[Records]
•••••

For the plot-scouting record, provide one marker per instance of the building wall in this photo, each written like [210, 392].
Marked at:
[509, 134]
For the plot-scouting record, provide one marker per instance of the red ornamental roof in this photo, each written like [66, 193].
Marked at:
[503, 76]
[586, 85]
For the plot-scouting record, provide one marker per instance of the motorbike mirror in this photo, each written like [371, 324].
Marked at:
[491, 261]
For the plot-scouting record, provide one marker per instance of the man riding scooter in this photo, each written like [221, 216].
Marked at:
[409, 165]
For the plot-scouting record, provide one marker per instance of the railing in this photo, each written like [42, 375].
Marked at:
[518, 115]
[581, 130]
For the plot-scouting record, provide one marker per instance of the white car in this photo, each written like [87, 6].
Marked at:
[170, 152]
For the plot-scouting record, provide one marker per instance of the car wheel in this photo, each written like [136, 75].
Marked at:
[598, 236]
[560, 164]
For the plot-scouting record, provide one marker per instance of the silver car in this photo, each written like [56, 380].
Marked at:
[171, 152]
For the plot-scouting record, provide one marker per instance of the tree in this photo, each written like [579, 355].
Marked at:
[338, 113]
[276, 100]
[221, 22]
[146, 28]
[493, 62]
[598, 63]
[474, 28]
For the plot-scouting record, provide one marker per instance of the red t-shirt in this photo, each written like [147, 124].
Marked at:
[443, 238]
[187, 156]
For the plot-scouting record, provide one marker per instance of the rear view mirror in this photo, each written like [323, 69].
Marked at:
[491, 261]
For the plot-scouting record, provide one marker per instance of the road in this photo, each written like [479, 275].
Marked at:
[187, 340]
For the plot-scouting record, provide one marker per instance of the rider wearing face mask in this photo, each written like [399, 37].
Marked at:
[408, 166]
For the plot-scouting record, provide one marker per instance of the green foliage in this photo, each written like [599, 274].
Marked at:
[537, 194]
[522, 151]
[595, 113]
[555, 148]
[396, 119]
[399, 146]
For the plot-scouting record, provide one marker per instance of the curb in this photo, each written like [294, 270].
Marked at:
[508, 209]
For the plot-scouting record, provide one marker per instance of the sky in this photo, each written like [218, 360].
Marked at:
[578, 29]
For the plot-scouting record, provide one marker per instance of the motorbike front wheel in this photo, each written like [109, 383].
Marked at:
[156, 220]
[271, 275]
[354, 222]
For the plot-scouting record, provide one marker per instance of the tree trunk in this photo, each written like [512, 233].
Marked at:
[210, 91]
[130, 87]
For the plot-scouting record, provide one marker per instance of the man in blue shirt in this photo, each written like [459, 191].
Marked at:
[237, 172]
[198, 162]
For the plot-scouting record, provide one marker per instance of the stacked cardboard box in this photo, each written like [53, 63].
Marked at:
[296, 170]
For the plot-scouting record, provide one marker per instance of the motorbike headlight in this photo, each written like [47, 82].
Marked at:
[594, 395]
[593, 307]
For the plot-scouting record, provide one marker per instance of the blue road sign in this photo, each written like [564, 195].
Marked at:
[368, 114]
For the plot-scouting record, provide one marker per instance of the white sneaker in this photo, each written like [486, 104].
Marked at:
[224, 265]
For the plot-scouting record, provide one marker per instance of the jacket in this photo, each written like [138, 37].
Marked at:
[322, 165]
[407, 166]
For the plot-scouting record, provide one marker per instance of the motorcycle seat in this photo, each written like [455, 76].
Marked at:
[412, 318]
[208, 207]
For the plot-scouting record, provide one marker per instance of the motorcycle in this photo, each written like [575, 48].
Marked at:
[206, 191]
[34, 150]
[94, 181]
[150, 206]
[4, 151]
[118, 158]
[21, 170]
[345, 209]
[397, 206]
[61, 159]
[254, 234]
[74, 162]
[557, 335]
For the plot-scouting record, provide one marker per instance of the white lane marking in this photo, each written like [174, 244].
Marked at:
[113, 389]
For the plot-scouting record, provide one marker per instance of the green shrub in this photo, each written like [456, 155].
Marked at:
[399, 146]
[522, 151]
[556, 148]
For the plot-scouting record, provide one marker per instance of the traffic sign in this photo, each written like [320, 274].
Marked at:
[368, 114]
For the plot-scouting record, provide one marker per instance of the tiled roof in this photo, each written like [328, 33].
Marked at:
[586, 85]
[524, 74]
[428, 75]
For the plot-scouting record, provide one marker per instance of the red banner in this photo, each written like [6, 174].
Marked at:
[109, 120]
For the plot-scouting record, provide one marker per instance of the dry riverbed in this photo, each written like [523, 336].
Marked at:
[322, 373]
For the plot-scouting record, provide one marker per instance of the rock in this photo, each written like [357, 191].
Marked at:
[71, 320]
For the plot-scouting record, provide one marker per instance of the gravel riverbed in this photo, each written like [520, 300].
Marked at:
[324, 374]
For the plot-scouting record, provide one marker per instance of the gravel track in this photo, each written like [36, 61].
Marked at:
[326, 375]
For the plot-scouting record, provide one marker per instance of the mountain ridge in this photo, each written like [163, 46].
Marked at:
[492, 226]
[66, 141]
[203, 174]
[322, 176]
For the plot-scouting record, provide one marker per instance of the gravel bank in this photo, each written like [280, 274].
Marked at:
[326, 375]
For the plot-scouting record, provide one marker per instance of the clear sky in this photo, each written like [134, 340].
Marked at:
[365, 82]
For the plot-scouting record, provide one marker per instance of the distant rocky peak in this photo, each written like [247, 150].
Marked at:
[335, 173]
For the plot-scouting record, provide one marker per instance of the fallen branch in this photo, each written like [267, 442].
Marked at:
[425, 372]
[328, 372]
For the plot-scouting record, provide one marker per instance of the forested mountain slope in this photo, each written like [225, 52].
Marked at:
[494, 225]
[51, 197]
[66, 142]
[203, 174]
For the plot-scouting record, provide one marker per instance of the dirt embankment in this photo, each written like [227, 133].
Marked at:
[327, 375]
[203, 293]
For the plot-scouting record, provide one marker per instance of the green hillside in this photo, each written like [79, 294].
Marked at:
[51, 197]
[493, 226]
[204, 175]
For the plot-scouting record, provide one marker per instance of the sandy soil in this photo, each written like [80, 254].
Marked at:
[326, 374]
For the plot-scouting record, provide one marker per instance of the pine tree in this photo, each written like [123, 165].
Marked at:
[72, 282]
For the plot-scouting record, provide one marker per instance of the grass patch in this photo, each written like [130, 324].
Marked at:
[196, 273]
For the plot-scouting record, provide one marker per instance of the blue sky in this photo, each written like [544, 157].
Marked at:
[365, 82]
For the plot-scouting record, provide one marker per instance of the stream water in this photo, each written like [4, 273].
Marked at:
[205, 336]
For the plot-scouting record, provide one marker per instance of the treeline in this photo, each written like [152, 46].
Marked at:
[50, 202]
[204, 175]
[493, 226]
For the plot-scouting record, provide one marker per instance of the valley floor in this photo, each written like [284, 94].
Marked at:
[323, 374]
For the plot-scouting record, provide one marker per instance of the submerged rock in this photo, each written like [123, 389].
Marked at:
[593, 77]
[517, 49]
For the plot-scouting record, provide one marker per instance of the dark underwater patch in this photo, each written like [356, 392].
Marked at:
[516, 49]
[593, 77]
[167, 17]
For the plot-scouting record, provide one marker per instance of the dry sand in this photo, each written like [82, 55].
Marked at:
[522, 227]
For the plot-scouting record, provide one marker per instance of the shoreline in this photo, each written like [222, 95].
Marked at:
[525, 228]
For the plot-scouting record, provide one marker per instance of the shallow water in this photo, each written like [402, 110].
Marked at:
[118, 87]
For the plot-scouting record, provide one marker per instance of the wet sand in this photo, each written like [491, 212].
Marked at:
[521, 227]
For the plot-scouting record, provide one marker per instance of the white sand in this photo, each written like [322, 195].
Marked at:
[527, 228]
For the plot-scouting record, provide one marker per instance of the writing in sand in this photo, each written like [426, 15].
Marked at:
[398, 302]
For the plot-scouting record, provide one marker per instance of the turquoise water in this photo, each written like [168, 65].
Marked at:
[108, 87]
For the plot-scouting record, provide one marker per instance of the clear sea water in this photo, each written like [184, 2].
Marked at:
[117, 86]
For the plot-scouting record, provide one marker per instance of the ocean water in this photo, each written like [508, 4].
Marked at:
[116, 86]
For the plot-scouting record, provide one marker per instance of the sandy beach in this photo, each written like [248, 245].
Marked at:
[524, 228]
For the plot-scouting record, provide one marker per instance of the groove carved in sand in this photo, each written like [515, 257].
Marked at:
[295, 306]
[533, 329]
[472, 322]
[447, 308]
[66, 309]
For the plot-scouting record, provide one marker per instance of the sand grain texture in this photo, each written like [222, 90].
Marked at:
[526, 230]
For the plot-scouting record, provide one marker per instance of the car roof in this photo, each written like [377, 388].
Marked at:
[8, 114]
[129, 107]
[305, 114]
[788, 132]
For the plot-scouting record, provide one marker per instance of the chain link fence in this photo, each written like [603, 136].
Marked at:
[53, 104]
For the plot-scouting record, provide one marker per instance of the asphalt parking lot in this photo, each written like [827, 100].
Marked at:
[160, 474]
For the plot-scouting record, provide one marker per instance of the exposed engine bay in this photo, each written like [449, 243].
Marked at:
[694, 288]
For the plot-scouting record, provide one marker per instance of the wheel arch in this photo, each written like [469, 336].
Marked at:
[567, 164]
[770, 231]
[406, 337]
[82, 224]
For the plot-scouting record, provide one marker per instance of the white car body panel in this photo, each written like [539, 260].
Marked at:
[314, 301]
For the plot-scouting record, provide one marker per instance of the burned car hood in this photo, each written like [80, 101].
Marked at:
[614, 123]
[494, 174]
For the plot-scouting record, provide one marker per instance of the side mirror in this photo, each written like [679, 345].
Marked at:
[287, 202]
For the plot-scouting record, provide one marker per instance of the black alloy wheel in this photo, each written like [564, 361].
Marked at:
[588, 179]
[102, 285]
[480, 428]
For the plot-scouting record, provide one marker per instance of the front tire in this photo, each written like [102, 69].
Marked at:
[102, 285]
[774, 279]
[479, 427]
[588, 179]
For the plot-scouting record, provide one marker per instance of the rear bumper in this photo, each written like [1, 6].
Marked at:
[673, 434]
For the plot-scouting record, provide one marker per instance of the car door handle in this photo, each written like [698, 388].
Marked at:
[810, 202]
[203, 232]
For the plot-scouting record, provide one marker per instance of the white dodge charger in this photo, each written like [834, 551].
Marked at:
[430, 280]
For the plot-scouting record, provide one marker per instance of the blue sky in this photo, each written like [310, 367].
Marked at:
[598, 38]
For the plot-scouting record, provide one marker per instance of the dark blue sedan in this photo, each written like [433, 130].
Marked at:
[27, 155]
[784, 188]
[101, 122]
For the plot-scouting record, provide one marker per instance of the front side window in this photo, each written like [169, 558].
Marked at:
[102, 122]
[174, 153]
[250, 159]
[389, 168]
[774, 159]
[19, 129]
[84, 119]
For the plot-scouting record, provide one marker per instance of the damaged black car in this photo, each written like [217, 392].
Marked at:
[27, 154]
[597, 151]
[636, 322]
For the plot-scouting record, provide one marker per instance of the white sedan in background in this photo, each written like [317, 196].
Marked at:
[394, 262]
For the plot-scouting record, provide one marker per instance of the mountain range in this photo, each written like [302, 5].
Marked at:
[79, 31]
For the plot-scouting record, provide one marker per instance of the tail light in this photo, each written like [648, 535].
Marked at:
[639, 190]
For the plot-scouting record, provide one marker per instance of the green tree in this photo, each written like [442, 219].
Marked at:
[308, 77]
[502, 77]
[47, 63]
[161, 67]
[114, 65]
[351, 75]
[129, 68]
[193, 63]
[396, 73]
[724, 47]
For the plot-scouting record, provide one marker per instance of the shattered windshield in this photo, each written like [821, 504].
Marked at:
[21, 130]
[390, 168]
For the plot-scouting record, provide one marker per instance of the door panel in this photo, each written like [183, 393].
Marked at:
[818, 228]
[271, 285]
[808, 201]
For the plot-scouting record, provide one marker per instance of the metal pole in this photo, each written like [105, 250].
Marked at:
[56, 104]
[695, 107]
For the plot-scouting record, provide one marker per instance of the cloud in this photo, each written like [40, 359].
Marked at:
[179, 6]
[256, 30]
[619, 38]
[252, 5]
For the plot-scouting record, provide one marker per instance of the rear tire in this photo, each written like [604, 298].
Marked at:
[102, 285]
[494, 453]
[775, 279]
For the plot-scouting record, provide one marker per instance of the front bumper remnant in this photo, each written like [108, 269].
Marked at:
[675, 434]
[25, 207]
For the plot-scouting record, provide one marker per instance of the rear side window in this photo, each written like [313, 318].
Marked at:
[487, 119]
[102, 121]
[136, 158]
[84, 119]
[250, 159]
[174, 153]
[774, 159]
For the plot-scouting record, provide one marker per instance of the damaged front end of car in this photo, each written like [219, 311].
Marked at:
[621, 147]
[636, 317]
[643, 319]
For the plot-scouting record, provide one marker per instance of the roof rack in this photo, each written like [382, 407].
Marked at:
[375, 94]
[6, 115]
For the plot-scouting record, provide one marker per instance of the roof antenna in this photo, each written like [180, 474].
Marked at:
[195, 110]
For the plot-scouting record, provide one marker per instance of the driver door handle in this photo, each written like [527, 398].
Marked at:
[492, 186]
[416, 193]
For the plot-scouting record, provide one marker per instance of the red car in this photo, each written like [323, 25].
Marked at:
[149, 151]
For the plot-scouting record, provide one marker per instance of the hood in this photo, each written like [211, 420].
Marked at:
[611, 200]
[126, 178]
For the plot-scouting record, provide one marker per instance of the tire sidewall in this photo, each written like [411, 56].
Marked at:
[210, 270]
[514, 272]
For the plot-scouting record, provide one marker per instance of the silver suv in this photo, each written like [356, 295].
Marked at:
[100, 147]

•••••

Exact repetition is required for the lines from the one that contains "like [219, 311]." through the final line; leave out everything else.

- **CORRECT RESPONSE**:
For the plot-scouting record, provide one marker per instance of the damaged front end of car in this photo, each written like [219, 311].
Marked at:
[621, 147]
[636, 317]
[643, 319]
For the plot-scouting record, provide one marker per instance of the roof rack in this photo, each written like [382, 407].
Marked at:
[375, 94]
[6, 115]
For the plot-scouting record, provide one marker per instance of the roof antenna in this photo, each written like [180, 474].
Marked at:
[195, 110]
For the plot-scouting record, provide one marker per instance of the driver door handle in this photo, each written like [527, 398].
Marked at:
[492, 186]
[416, 193]
For the plot-scouting record, provide one marker per instance of the red car in this photo, each written like [323, 25].
Marked at:
[149, 151]
For the plot-scouting record, provide one marker per instance of the hood in this photo, each written like [211, 420].
Marked at:
[611, 200]
[126, 178]
For the plot-scouting record, provide one marker per instance of the tire sidewall in this photo, each written like [411, 56].
Marked at:
[210, 270]
[514, 272]
For the plot-scouting record, provide one marker per instance of the silver suv in this photo, each written like [356, 295].
Marked at:
[100, 147]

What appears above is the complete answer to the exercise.